Retype every entry exactly, down to the last character.

** Opening Supplied information block **

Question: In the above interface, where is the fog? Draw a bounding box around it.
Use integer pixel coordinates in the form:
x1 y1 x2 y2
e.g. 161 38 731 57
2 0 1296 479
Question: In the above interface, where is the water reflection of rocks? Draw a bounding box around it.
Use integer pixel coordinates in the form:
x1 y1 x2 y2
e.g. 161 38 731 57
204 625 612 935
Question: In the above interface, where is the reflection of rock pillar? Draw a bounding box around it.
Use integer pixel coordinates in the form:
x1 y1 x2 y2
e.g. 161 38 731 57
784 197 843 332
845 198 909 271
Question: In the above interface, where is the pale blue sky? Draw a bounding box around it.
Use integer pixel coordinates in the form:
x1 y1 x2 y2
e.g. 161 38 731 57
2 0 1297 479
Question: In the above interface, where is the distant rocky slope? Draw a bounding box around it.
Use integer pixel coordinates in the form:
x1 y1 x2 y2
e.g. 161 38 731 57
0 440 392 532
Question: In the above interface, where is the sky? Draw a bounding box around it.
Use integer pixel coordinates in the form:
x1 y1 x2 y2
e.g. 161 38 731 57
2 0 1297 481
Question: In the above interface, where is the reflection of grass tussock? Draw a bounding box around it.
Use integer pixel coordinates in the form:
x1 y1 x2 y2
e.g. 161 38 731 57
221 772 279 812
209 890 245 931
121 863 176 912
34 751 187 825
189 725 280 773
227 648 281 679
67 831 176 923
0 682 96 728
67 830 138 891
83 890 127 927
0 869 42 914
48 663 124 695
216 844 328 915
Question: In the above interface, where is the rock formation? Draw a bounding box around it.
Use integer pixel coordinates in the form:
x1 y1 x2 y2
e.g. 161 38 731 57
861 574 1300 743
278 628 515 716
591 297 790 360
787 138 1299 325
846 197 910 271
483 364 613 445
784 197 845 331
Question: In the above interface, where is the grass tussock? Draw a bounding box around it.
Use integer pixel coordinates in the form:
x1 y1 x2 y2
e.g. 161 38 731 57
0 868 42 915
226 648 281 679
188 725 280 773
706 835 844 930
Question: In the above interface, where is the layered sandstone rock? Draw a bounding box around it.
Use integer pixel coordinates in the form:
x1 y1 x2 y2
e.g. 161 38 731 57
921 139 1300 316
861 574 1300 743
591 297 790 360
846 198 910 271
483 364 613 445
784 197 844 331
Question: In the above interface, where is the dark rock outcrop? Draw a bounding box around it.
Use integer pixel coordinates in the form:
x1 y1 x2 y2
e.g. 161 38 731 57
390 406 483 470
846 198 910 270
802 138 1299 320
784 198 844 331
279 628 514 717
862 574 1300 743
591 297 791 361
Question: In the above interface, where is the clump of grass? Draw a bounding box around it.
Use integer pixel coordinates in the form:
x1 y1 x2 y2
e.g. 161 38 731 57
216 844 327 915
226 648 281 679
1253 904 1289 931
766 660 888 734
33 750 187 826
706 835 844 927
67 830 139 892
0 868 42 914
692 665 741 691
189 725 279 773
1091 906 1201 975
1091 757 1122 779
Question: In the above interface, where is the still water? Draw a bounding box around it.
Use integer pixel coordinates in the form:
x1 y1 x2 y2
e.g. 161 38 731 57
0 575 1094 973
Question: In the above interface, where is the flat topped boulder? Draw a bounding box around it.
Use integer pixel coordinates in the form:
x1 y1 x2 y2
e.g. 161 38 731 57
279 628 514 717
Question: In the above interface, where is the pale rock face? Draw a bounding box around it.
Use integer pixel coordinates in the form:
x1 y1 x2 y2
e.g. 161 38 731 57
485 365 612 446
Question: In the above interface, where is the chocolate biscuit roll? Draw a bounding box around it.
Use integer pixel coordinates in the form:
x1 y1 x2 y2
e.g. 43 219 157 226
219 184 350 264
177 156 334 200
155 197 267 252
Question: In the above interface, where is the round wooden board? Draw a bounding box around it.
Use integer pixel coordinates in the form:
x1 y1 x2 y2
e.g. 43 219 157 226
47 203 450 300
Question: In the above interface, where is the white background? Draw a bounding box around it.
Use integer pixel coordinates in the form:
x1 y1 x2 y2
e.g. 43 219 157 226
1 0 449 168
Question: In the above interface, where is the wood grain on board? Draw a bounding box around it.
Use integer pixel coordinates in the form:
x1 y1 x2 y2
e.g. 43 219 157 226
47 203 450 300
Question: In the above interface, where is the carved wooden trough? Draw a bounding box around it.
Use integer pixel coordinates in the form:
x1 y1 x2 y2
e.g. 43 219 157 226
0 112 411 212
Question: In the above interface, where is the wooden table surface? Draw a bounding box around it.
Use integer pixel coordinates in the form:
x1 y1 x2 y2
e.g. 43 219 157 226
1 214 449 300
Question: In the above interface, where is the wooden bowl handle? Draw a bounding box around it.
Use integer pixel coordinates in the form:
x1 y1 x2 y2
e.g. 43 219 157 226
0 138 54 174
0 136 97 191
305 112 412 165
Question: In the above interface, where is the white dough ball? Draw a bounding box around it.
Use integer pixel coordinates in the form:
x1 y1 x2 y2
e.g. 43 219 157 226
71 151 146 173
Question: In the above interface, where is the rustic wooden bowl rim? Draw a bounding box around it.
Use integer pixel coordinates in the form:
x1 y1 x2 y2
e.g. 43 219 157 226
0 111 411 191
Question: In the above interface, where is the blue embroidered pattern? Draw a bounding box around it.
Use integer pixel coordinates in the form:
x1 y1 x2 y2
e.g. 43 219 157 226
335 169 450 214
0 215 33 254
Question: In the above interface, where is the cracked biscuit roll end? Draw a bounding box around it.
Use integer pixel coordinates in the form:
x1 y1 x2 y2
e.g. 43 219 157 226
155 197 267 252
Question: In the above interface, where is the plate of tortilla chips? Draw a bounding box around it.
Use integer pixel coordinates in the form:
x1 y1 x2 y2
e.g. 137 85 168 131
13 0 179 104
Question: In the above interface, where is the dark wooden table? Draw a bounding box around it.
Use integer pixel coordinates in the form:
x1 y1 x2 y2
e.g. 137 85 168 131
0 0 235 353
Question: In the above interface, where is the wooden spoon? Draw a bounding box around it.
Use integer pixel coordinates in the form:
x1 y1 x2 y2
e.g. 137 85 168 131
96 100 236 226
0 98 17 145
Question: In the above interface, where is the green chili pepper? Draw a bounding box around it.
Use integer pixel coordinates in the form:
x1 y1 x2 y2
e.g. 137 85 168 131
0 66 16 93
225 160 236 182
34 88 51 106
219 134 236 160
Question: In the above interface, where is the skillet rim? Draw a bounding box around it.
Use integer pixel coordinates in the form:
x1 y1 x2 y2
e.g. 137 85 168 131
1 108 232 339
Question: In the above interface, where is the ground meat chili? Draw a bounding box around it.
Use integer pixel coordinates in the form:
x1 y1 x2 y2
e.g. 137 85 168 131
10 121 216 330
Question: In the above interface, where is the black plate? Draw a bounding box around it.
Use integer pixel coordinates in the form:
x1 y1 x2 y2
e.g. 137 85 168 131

** Closing Supplied information block **

◆ Task solution:
Question: In the above interface, where is the fog? Draw a bounding box around it.
Use integer pixel coordinates in the form:
x1 y1 x2 y2
e.g. 161 38 731 57
2 0 1296 479
Question: In the above interface, where is the water reflection of rocks? Draw a bounding box around it.
Use integer pixel coordinates in the form:
x1 y1 x2 y2
e.g. 161 38 731 57
204 625 612 935
Question: In the above interface, where is the reflection of rock pillar? Draw a bounding box around it.
Use integer pixel coordinates in the form:
x1 y1 x2 y2
e.g. 161 38 731 57
784 197 843 332
845 198 909 271
Question: In the above interface, where is the pale blue sky? Draw a bounding box around it.
Use integer pixel coordinates in the form:
x1 y1 x2 y2
e.g. 161 38 731 57
2 0 1297 479
Question: In the above interface, where is the distant rocky slope? Draw a bounding box around it.
Use integer pixel coordinates in the form:
x1 y1 x2 y2
e.g. 161 38 731 57
0 440 392 532
Question: In the above interface, where is the sky? Draw a bounding box around it.
Use integer pixel coordinates in the form:
x1 y1 x2 y2
e.g. 161 38 731 57
2 0 1297 481
Question: In the above interface, where is the reflection of grass tussock? Draw a bounding box around it.
Use integer pixel coordinates in the form:
x1 y1 x2 y2
e.g. 161 38 731 57
221 772 279 812
209 890 245 931
121 863 176 912
34 751 187 825
189 725 280 773
227 648 281 679
67 831 176 923
0 682 96 728
67 830 138 891
83 890 127 927
0 869 42 914
48 663 124 695
216 844 328 915
Question: In the above interface, where is the rock formation? Draw a bounding box around it.
Use integer pixel coordinates in the form:
x1 y1 x2 y2
e.g. 161 38 731 57
861 574 1300 743
278 628 515 716
591 297 790 360
787 138 1299 325
846 197 910 271
483 364 613 445
784 197 845 331
Question: In the above interface, where is the grass tussock? Draw a bounding box around it.
Use integer pixel coordinates in the form:
x1 y1 x2 y2
e.g. 161 38 731 57
0 868 42 915
226 648 281 679
188 725 280 773
706 835 844 930
Question: In the above interface, where is the layered sandstone rock? Draw a bounding box around it.
Use integer pixel coordinates in the form:
x1 y1 x2 y2
e.g. 161 38 731 57
921 139 1300 316
861 574 1300 743
591 297 790 360
846 198 910 271
483 364 613 445
784 197 844 331
Question: In the above interface, where is the dark rock outcrop? Draw a bounding box around it.
Use integer pixel coordinates in the form:
x1 y1 x2 y2
e.g. 161 38 731 57
390 406 483 470
846 198 910 270
802 138 1299 320
784 198 844 331
279 628 514 717
862 574 1300 743
591 297 791 361
Question: In the above interface, where is the clump of grass? Draw a bounding box around it.
Use integer pixel coordinates in the form:
x1 y1 x2 y2
e.g. 161 38 731 57
216 844 327 915
226 648 281 679
1253 904 1289 931
766 660 888 734
33 750 187 826
706 835 844 927
67 830 139 892
0 868 42 914
692 665 741 691
189 725 279 773
1091 906 1201 975
1091 757 1122 779
Question: In the above interface, where is the still water? Draw a bounding box around it.
Use integer pixel coordinates in the form:
x1 y1 x2 y2
e.g. 161 38 731 57
0 575 1094 973
Question: In the above interface, where is the flat topped boulder? Draw a bounding box around it.
Use integer pixel coordinates in the form:
x1 y1 x2 y2
e.g. 161 38 731 57
279 628 514 717
Question: In the above interface, where is the pale rock face? Draw a bounding box around it.
Use integer pixel coordinates in the form:
x1 y1 x2 y2
e.g. 161 38 731 57
485 365 612 446
Question: In the above interface, where is the chocolate biscuit roll? Draw a bounding box around it.
Use integer pixel coordinates in the form:
x1 y1 x2 y2
e.g. 43 219 157 226
219 184 350 264
177 156 334 200
155 197 267 252
Question: In the above interface, where is the round wooden board? Draw a bounding box around it.
Use integer pixel coordinates in the form:
x1 y1 x2 y2
e.g. 43 219 157 226
47 203 450 300
Question: In the above interface, where is the white background? Draw a bounding box around it.
Use integer pixel coordinates in the form:
x1 y1 x2 y2
e.g. 43 219 157 226
1 0 449 168
Question: In the above interface, where is the wood grain on board? Draw a bounding box around it.
Use integer pixel coordinates in the form:
x1 y1 x2 y2
e.g. 43 219 157 226
47 203 450 300
Question: In the above interface, where is the carved wooden trough? Draw a bounding box around it.
Use integer pixel coordinates in the form:
x1 y1 x2 y2
e.g. 43 219 157 226
0 112 411 212
Question: In the above interface, where is the wooden table surface? Draw a bounding box around it.
Use integer pixel coordinates in the form:
x1 y1 x2 y2
e.g. 43 219 157 226
1 214 449 300
Question: In the above interface, where is the wooden bowl handle? Draw a bounding box around it.
Use integer pixel coordinates in the form:
x1 y1 x2 y2
e.g. 43 219 157 226
0 138 54 174
0 136 97 191
305 112 412 165
Question: In the above interface, where is the white dough ball? Draw a bounding box around it.
Use integer pixel coordinates in the form:
x1 y1 x2 y2
e.g. 43 219 157 226
71 151 146 173
Question: In the above interface, where is the rustic wooden bowl rim? Draw a bounding box around it.
Use integer pixel coordinates in the form:
x1 y1 x2 y2
e.g. 43 219 157 226
0 111 411 191
Question: In the above interface, where is the blue embroidered pattern? Draw a bounding box around it.
Use integer pixel coordinates in the form:
x1 y1 x2 y2
e.g. 43 219 157 226
335 169 450 214
0 215 33 254
Question: In the above interface, where is the cracked biscuit roll end? Draw a bounding box around it.
Use integer pixel coordinates in the form:
x1 y1 x2 y2
e.g. 43 219 157 226
155 197 267 252
Question: In the above interface, where is the plate of tortilla chips? Draw a bounding box around it.
Use integer pixel coordinates in the form:
x1 y1 x2 y2
e.g. 137 85 168 131
13 0 179 104
Question: In the above interface, where is the dark wooden table? Draw a bounding box around it.
Use integer pixel coordinates in the form:
x1 y1 x2 y2
e.g. 137 85 168 131
0 0 235 353
Question: In the above interface, where is the wooden spoon? Draw a bounding box around it.
Use integer pixel coordinates in the form:
x1 y1 x2 y2
e.g. 137 85 168 131
96 100 236 226
0 98 17 145
Question: In the above interface, where is the green chili pepper? Draw a bounding box around it.
Use integer pixel coordinates in the form:
x1 y1 x2 y2
e.g. 137 85 168 131
0 66 16 93
225 160 236 182
34 88 51 106
219 134 236 160
Question: In the above interface, where is the skillet rim? Draw a bounding box around it.
Use integer pixel coordinates in the form:
x1 y1 x2 y2
e.g. 137 85 168 131
1 108 232 339
Question: In the above interface, where is the ground meat chili? Draw a bounding box around it.
Use integer pixel coordinates in the form:
x1 y1 x2 y2
e.g. 137 85 168 131
10 121 216 330
Question: In the above interface, where is the black plate? Draw a bounding box around it.
Use integer pixel coordinates in the form:
x1 y1 x2 y2
e.g. 137 85 168 131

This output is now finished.